As of October 2018, the Centers for Disease Control and Prevention have confirmed 37 deaths from e-cigarettes, more commonly known as vaping.

A pair of these deaths occurred in Illinois.

Additionally, there have been 1,888 confirmed or probable lung injuries from vaping, the agency announced in a statement.

Though regulators and researchers are examining a possible link between vitamin E acetate, THC and vaping products, authorities remain unsure of the exact culprit. As the CDC points out on its website, various substances found within e-cigarette products could be causing what the health organization calls EVALI, an acronym for e-cigarette or vaping-associated lung illnesses.

As state and federal authorities rush to understand the cause of vaping lung injuries, multiple states, including Michigan, Montana and New York, have banned e-cigarettes. Here, in Illinois, the Senate passed a bill in late October that would ban e-cigarette use in public areas.

As regulators look harder at the vaping lung injury epidemic, personal injury, medical and labor lawyers are watching how state and, possibly, federal regulation would impact vapers, medical organizations and workplaces.

The fallout

As the epidemic grows nationally, health-care facilities and their counsel will have to pay close attention to regulatory agencies such as the CDC, the Food and Drug Administration and Department of Homeland Security who release guidance that overlaps with clinical decision-making, said Wendy Rubas, general counsel and chief compliance officer of VillageMD, a primary care practice in the Loop. Reflecting on how regulatory agencies worked together to address the opioid crisis, she added that some medical organizations will perform similarly.

▶ [Apply what you read]
a – Answer these questions from the passage on vaping:
(i) How many confirmed or probable lung injuries from vaping did the agency announce?
(ii) What does the acronym EVALI stand for?
(iii) What positions does Wendy Rubas hold at VillageMD?
b – Retype, word for word, the part of the passage on vaping that opens with the words containing "As the epidemic" and closes with "will perform similarly.".

▶ [Extracted material]
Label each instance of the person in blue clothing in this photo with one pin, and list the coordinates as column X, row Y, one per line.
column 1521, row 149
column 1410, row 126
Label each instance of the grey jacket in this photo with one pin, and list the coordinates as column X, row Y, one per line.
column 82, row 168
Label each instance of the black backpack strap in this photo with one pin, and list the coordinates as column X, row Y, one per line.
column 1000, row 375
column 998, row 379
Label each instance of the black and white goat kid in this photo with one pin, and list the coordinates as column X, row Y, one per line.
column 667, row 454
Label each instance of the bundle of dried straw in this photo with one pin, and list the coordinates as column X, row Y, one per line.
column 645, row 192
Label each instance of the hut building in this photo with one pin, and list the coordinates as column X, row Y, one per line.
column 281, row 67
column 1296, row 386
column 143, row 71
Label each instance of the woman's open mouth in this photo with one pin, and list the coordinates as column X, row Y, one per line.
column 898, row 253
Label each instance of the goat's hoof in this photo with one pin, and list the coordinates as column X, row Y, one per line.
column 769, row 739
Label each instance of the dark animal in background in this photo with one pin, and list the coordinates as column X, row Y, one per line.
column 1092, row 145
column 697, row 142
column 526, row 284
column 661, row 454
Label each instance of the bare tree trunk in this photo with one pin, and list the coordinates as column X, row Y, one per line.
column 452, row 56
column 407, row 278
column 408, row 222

▶ [List of solutions]
a –
(i) 1,888
(ii) E-cigarette or vaping-associated lung illnesses
(iii) General counsel and chief compliance officer

b –
As the epidemic grows nationally, health-care facilities and their counsel will have to pay close attention to regulatory agencies such as the CDC, the Food and Drug Administration and Department of Homeland Security who release guidance that overlaps with clinical decision-making, said Wendy Rubas, general counsel and chief compliance officer of VillageMD, a primary care practice in the Loop. Reflecting on how regulatory agencies worked together to address the opioid crisis, she added that some medical organizations will perform similarly.